- _EXTRAIT FOURNI_
☆ ☆ ☆ ☆

La porte éternelle

Un texte de Daniel Laguitton

Paru dans le numéro

Publié le : 25 mai 2022

Dernière mise à jour : 25 mai 2022

 

Six siècles avant notre ère, le sage Lao-tseu évoquait aussi la porte du présent éternel lorsqu’il affirmait que « Le sage voyage sans sortir de chez soi ». Debout dans l’embrasure de la porte, il traverse le temps sans être retenu par des attachements au passé ou aspiré par des désirs projetés dans l’avenir.

« Lorsqu’une porte se ferme, une autre s’ouvre, mais nous restons souvent si longtemps à regarder avec regret la porte fermée, que nous ne voyons pas celle qui s’est ouverte devant nous. » Cette citation célèbre est attribuée à Alexandre Graham Bell (1847-1922), l’inventeur du téléphone. Pour la petite histoire, Bell était né à Édimbourg, en Écosse, dans une famille dont le grand-père était expert en physiologie de la voix et le père professeur d’élocution. Sa mère, Eliza, comme plus tard son épouse Mabel Hubbard (qui devint donc Mabel Bell…) étaient sourdes. Alexandre devint professeur d’oralisme, méthode controversée qui consiste à enseigner aux sourds la langue parlée plutôt que la langue des signes. Émigré au Canada, puis aux États-Unis, c’est en étudiant le fonctionnement du tympan humain qu’il imagina le premier téléphone avec sa mince plaquette métallique vibrant au son de la voix. Un électro-aimant activé par ces vibrations générait un courant électrique qui rejoignait par un fil conducteur l’électro-aimant d’un dispositif d’écoute semblable dont la plaquette métallique vibrait à son tour, reproduisant ainsi le son initial. Bell déposa, en 1876, la demande de brevet intitulée Améliorations en télégraphie qui ouvrit l’ère des communications téléphoniques. La porte fermée devant l’inventeur du téléphone était l’oreille sourde, celle qui s’est ouverte devant lui était une technologie qui a ouvert à distance des milliards d’oreilles depuis.

De la même veine, la formule « En ma fin est mon commencement » est un peu plus subtile. Brodée sur une étoffe par Marie Stuart (1542-1587), reine de France et d’Écosse, durant un de ses séjours en captivité, elle évoque la suite de morts et de renaissances du temps qui passe. La porte qui se ferme y est la même que celle qui s’ouvre, et chacun de nous est debout dans l’embrasure de cette porte de l’instant présent.

☆ ☆ ☆ ☆

- _MATÉRIEL FOURNI_
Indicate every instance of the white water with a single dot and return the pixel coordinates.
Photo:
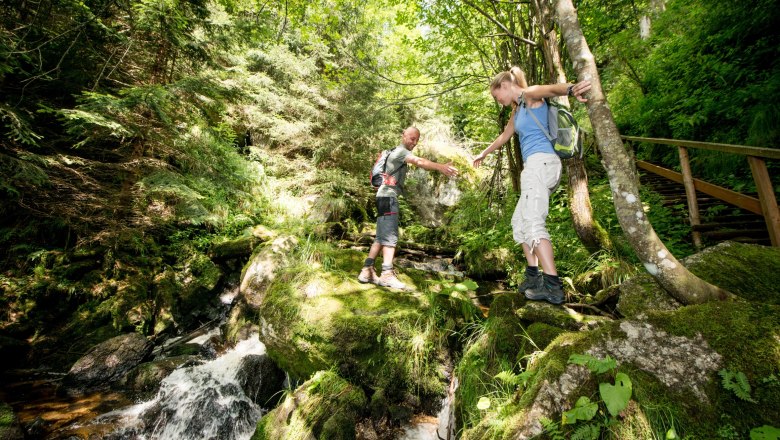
(440, 428)
(199, 402)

☆ ☆ ☆ ☆

- _TÂCHE BRÈVE 1_
Selon l'extrait fourni, en quelle année Bell déposa-t-il la demande de brevet intitulée Améliorations en télégraphie ?
- _TÂCHE BRÈVE 2_
Recopiez à l'identique le passage de l'extrait fourni qui commence aux mots « Dernière mise à » et s'arrête après les mots « projetés dans l’avenir. ».

- _RÉPONSE 1_
En 1876.

- _RÉPONSE 2_
Dernière mise à jour : 25 mai 2022

 

Six siècles avant notre ère, le sage Lao-tseu évoquait aussi la porte du présent éternel lorsqu’il affirmait que « Le sage voyage sans sortir de chez soi ». Debout dans l’embrasure de la porte, il traverse le temps sans être retenu par des attachements au passé ou aspiré par des désirs projetés dans l’avenir.